→ AVAILABLE RECORDS
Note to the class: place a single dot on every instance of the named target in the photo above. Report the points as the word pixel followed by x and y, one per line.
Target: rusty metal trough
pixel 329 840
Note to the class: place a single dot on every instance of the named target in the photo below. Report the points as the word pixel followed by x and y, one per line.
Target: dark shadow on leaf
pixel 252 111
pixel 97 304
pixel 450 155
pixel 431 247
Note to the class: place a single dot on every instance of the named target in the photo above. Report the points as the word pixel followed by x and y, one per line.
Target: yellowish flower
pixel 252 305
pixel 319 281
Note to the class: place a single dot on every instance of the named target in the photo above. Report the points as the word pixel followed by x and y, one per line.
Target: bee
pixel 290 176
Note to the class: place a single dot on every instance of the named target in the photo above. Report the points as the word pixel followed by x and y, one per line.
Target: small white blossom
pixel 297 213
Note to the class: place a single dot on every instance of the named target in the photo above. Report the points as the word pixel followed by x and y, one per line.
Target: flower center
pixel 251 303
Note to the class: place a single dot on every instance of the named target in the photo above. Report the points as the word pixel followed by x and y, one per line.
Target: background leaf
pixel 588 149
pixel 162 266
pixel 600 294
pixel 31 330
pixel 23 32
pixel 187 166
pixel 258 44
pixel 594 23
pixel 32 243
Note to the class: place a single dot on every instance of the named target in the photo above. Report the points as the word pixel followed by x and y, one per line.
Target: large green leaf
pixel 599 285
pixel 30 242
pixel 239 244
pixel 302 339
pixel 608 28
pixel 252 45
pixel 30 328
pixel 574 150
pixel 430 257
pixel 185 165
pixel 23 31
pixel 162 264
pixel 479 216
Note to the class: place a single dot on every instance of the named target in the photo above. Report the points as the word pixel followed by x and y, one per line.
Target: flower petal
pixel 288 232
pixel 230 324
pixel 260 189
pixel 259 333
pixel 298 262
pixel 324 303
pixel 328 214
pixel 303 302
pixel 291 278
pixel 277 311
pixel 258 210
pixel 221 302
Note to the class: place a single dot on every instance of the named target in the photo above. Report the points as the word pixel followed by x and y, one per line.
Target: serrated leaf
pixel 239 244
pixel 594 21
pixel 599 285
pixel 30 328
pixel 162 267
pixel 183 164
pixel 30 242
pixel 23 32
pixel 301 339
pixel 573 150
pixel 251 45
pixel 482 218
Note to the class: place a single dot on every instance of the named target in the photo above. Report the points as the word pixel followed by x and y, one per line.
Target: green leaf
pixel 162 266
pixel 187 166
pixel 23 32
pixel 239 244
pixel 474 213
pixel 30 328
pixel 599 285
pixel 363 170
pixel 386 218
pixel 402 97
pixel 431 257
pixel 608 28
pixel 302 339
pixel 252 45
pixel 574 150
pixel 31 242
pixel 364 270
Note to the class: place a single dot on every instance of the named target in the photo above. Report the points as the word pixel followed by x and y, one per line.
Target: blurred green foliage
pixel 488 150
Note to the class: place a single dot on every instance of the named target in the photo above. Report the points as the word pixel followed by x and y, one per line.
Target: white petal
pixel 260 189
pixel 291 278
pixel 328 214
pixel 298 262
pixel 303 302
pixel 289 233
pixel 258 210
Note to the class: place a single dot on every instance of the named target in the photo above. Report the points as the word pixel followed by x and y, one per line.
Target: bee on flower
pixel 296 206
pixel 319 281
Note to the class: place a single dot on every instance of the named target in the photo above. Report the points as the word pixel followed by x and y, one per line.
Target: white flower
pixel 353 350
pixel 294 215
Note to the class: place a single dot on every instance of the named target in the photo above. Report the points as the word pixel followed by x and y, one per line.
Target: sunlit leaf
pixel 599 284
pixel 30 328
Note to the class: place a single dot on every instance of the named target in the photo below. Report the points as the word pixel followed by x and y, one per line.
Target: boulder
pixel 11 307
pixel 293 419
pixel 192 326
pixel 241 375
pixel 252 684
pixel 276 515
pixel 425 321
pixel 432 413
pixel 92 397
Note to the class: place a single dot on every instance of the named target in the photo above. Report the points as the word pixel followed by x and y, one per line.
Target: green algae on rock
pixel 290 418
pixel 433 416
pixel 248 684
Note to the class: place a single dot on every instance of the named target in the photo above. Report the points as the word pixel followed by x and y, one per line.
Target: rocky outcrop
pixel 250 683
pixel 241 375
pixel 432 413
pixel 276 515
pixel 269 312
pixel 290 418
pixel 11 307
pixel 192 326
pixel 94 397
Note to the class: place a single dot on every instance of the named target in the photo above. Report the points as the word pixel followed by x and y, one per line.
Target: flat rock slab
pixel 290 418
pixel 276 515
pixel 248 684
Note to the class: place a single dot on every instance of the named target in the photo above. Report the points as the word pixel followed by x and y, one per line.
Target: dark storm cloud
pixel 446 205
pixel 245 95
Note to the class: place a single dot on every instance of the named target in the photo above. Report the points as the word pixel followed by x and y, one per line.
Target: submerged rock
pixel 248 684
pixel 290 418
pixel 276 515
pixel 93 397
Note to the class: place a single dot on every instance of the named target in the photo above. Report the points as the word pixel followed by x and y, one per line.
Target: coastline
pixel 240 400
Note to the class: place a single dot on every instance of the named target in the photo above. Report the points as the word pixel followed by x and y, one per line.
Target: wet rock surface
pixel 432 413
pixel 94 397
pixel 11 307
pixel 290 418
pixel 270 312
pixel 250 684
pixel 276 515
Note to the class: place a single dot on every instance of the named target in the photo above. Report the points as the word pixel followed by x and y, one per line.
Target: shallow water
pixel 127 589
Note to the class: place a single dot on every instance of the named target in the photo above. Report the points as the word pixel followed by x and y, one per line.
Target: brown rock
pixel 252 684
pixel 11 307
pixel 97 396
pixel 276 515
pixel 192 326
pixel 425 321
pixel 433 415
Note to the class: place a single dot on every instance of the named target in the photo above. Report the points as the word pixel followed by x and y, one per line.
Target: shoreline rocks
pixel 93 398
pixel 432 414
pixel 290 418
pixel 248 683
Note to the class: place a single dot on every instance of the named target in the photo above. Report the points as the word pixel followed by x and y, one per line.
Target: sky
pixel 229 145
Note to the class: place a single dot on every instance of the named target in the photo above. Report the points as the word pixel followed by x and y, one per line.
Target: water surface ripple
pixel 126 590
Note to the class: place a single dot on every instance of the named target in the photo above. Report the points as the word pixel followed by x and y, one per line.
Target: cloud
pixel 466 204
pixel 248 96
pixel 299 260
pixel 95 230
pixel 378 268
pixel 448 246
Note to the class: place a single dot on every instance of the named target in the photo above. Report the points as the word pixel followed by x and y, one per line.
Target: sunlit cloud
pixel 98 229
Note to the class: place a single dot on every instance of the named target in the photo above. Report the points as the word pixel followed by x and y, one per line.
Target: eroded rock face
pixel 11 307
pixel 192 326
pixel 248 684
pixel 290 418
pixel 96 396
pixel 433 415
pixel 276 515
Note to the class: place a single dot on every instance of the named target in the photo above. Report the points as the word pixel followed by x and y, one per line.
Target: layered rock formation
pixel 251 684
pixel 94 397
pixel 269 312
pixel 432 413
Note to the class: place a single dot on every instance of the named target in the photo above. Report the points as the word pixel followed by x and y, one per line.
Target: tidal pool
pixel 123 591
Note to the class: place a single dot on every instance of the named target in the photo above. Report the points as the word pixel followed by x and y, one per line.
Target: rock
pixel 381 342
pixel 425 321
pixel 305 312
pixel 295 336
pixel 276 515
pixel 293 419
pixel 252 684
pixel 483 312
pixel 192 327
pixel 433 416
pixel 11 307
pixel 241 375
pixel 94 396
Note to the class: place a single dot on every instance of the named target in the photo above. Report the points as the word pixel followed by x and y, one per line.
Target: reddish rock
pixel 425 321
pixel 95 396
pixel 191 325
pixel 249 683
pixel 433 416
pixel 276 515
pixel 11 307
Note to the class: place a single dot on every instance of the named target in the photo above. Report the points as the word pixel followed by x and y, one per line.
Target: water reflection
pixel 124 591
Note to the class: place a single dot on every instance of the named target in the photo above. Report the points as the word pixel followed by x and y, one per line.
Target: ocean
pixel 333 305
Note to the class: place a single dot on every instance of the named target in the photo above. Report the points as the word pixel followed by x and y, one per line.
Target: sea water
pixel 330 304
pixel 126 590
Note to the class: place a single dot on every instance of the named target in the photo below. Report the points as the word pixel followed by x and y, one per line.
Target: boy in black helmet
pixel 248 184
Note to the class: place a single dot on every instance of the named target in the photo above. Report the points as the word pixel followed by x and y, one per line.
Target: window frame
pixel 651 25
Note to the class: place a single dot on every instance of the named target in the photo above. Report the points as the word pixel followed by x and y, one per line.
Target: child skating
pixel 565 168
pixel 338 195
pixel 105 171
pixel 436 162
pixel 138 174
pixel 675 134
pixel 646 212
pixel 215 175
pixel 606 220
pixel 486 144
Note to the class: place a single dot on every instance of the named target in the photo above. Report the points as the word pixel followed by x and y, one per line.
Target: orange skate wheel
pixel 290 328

→ EXERCISE REQUIREMENTS
Return, with nothing added or dropped, the line containing "Target: window frame" and every line after it to the end of the listing above.

→ THE ANSWER
Target: window frame
pixel 651 25
Note to the class: place a single dot on every instance of the named target in the photo above. Report the points as the word pixel followed by x and y, one per line.
Target: child skating
pixel 565 168
pixel 338 195
pixel 105 171
pixel 436 162
pixel 138 174
pixel 675 134
pixel 646 212
pixel 215 175
pixel 606 220
pixel 486 144
Note to the class: place a single dot on every instance of the named target in the photo above. Report the points as the word pixel followed by x and y, one per line.
Target: orange skate wheel
pixel 290 328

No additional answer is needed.